To do — Repeat each line exactly, leaving nothing out.
BEGIN Record excerpts
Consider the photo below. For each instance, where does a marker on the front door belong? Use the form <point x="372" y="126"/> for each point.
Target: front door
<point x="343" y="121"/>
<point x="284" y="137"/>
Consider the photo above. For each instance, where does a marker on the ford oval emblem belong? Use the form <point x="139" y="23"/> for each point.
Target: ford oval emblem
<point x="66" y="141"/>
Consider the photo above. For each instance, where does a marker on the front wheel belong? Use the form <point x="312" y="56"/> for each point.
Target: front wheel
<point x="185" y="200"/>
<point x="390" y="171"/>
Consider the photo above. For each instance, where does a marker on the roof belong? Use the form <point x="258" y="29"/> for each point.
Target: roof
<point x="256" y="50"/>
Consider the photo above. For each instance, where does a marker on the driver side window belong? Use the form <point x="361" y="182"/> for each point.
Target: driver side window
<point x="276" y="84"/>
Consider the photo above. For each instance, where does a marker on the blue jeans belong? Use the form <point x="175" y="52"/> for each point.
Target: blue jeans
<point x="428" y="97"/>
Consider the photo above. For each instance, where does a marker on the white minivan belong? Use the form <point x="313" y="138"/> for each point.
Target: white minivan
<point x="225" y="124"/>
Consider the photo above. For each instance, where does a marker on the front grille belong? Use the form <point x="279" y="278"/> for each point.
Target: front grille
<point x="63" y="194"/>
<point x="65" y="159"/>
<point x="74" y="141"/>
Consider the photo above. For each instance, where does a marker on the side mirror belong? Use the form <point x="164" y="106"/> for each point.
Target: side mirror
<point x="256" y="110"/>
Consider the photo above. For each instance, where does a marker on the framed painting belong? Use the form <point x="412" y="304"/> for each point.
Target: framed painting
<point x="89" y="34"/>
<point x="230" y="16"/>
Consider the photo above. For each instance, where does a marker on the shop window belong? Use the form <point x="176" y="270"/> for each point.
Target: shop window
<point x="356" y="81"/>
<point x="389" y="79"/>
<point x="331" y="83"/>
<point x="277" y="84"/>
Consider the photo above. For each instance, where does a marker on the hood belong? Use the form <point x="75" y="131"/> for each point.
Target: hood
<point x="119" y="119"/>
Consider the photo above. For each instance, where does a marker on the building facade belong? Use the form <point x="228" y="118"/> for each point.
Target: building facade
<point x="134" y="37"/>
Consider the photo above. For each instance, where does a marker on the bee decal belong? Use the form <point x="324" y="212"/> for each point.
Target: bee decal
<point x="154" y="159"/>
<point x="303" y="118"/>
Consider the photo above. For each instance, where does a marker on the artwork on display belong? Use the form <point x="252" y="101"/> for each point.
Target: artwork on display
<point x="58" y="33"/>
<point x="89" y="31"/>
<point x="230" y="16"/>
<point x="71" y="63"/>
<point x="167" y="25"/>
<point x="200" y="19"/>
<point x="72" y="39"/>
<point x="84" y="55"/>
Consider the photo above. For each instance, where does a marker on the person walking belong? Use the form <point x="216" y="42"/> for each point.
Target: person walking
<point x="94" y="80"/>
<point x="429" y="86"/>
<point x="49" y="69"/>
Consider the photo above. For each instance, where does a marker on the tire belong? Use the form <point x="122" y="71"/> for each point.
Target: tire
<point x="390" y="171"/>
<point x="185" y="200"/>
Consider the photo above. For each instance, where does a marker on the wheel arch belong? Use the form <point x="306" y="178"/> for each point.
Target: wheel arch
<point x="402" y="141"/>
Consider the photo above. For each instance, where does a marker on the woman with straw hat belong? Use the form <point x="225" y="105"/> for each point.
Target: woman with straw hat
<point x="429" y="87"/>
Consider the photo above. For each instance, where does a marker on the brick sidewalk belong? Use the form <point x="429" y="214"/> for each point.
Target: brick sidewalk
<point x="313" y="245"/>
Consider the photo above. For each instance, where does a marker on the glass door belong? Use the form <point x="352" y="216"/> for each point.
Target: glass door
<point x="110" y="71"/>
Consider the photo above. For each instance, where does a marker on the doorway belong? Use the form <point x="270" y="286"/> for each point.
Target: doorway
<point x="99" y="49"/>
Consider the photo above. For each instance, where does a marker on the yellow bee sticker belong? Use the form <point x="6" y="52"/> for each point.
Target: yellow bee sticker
END Record excerpts
Answer in full —
Consider the photo below. For each instance, where does a marker on the front door belong? Use the form <point x="372" y="126"/> for each point.
Target: front door
<point x="343" y="121"/>
<point x="284" y="137"/>
Consider the photo above. For each instance, where does a marker on the ford oval emblem belong? Use the form <point x="139" y="23"/> for each point.
Target: ford oval emblem
<point x="66" y="141"/>
Consider the photo above. For each instance, where does a marker on the front wheel belong? Use the form <point x="312" y="56"/> for each point.
Target: front wheel
<point x="185" y="200"/>
<point x="390" y="171"/>
Consider the photo above. For each instance, where does a marker on the roof belong? Use the form <point x="258" y="29"/> for each point.
Target: roof
<point x="256" y="50"/>
Consider the photo above. For each instance, where does a marker on the driver side window belong? Use the form <point x="361" y="182"/> for each point.
Target: driver side window
<point x="276" y="84"/>
Consider the photo above. For each instance, where does a marker on the blue jeans belong? Use the form <point x="175" y="52"/> for each point.
Target: blue jeans
<point x="428" y="97"/>
Consider the photo above. For each instance, where does a marker on the white minivan belong? Use the form <point x="313" y="138"/> for each point.
Target: white minivan
<point x="225" y="124"/>
Consider the photo above. For each instance, where does a marker on the front grille belong? Use the form <point x="279" y="278"/> for each point.
Target: front grille
<point x="63" y="194"/>
<point x="65" y="159"/>
<point x="74" y="141"/>
Consider the photo above. For each instance, where does a marker on the side mirror belong? Use the form <point x="164" y="106"/> for each point.
Target: side mirror
<point x="256" y="110"/>
Consider the photo above. For each instance, where does a marker on the framed painting belong? Use the form <point x="412" y="304"/> for each point.
Target: framed painting
<point x="89" y="34"/>
<point x="230" y="16"/>
Consider the photo above. For each instance, where does a marker on the shop window belong? Use the form <point x="176" y="270"/> for each point.
Target: shop window
<point x="356" y="81"/>
<point x="389" y="79"/>
<point x="331" y="83"/>
<point x="277" y="84"/>
Consider the photo above. For each instance, where does a marker on the hood belong? Use the form <point x="75" y="131"/> for each point.
Target: hood
<point x="119" y="119"/>
Consider the photo above. For each instance, where does a marker on the building facade belong? Use the form <point x="228" y="118"/> for each point.
Target: building facade
<point x="134" y="37"/>
Consider the photo above. For each instance, where does a marker on the bee decal belong? Use the form <point x="324" y="212"/> for each point.
Target: bee decal
<point x="154" y="159"/>
<point x="303" y="118"/>
Consider the photo above. For each instance, where does a marker on the artwork on display belong? Use the form <point x="252" y="101"/> for each point.
Target: artwork on display
<point x="58" y="33"/>
<point x="89" y="31"/>
<point x="230" y="16"/>
<point x="71" y="63"/>
<point x="167" y="25"/>
<point x="200" y="19"/>
<point x="72" y="39"/>
<point x="84" y="55"/>
Consider the photo above. For each instance, where does a marker on the person walking belong? Use the form <point x="216" y="42"/> for each point.
Target: person walking
<point x="94" y="80"/>
<point x="429" y="86"/>
<point x="49" y="69"/>
Consider the photo above. For each instance, where does a marker on the tire belong? Use the form <point x="122" y="71"/> for each point.
Target: tire
<point x="390" y="171"/>
<point x="185" y="200"/>
Consider the photo above. For each instance, where does a marker on the wheel arch belong? Use the form <point x="306" y="178"/> for each point.
Target: wheel arch
<point x="402" y="141"/>
Consider the photo above. For each instance, where does a marker on the woman with straw hat belong? Use the form <point x="225" y="105"/> for each point.
Target: woman with straw hat
<point x="429" y="87"/>
Consider the photo above. For each instance, where does a marker on the brick sidewalk belong? Use the form <point x="429" y="214"/> for each point.
Target: brick sidewalk
<point x="313" y="245"/>
Consider the photo above. For each instance, where does a marker on the glass door belong? Use the form <point x="352" y="216"/> for each point.
Target: glass door
<point x="110" y="71"/>
Consider the photo above. For each instance, where does a marker on the doorway belong? Use the form <point x="270" y="286"/> for each point.
Target: doorway
<point x="99" y="49"/>
Consider the photo above. For each instance, where does a marker on the yellow bee sticker belong? Use the form <point x="6" y="52"/> for each point.
Target: yellow bee sticker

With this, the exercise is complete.